> [Listed entries]:
'''
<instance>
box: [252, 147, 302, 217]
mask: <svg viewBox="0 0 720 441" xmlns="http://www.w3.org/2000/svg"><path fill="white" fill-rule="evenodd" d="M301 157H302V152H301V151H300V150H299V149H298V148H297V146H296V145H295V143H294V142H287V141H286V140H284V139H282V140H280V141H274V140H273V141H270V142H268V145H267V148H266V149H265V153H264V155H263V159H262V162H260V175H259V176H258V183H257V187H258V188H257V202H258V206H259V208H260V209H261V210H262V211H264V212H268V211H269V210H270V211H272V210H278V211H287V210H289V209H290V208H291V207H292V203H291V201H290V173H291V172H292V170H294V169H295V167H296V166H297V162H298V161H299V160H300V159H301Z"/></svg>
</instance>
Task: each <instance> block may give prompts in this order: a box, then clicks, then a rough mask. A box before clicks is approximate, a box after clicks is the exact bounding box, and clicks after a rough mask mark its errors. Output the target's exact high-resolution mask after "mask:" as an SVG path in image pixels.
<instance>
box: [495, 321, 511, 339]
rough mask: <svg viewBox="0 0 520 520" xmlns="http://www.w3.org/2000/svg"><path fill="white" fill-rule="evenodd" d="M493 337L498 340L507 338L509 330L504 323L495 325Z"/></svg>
'''
In the data shown above, how many lines hold the string "instance"? The answer is the number alone.

> [Result below]: 4